> [Instructions]:
**a)** Translate into French the following sentence from the interview on corporate bond investing: "I expect the trend to spread to other sectors."
**b)** Print the passage of the interview on corporate bond investing from "Strategic acquisitions are" to "for bond investors?".

> [Source extract]:
Portfolio manager David Lee shares his thoughts on the changing market environment for corporate bond investing, and offers his outlook on some key opportunities and risks. Among other topics, David discusses his views on:
- Mergers-and-acquisitions (M&A) activity and broader trends in corporate leverage
- Relative value among banks and emerging markets corporates
- Liquidity and transaction costs in today’s credit markets
M&A and corporate leverage are on the rise — especially in the technology-media-telecom (TMT) areas. What do you think is driving this trend?
The U.S. economy is gradually strengthening, so a higher level of M&A activity is to be expected. Meanwhile, the likelihood of a recurrence of some of the major risks of recent years — the continued decline of the U.S. housing market and euro zone crisis — appears to have receded. Consequently, U.S. corporate executives believe that their balance sheets are able to support more debt. Recently, this shift in attitude has been most evident in the TMT industries, with companies issuing a large volume of bonds to help finance share buybacks — Apple, for instance — or acquisitions — Verizon and Comcast, for example. I expect the trend to spread to other sectors.
Cable companies seem to have been the subject of market speculation on further M&A activity. Are there industry-specific reasons for all the deal talk?
While the cable industry’s current profitability is generally sound, its future is more in question. Subscriber growth has been fairly flat because of rising cable subscription prices and the emergence of new competitors such as Netflix, which are disrupting the established industry business model with a cheaper on-demand product.
Strategic acquisitions are one way for a cable firm to try to safeguard its future competitiveness. What’s more, if the target asset is a cash generator, then a deal could offer compelling economics; in a sense, cash flow from the target company could cover some of the debt service costs of the acquirer/issuer.
Recent TMT bond returns have generally lagged the broader market, but does that necessarily mean that M&A deals are negative for bond investors?

Pointing and labeling entries

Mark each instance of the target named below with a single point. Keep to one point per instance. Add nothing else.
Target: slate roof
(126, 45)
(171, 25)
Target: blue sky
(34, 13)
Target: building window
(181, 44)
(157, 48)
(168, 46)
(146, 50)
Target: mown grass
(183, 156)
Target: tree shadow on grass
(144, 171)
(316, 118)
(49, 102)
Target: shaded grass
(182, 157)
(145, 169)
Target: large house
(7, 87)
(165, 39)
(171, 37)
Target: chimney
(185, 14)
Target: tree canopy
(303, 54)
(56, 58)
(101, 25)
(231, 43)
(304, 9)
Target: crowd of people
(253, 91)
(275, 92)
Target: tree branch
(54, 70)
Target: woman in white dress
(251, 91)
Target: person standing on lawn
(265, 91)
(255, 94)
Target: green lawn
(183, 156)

> [Answers by task]:
**a)** Je m'attends à ce que la tendance s'étende à d'autres secteurs.

**b)**
Strategic acquisitions are one way for a cable firm to try to safeguard its future competitiveness. What’s more, if the target asset is a cash generator, then a deal could offer compelling economics; in a sense, cash flow from the target company could cover some of the debt service costs of the acquirer/issuer.
Recent TMT bond returns have generally lagged the broader market, but does that necessarily mean that M&A deals are negative for bond investors?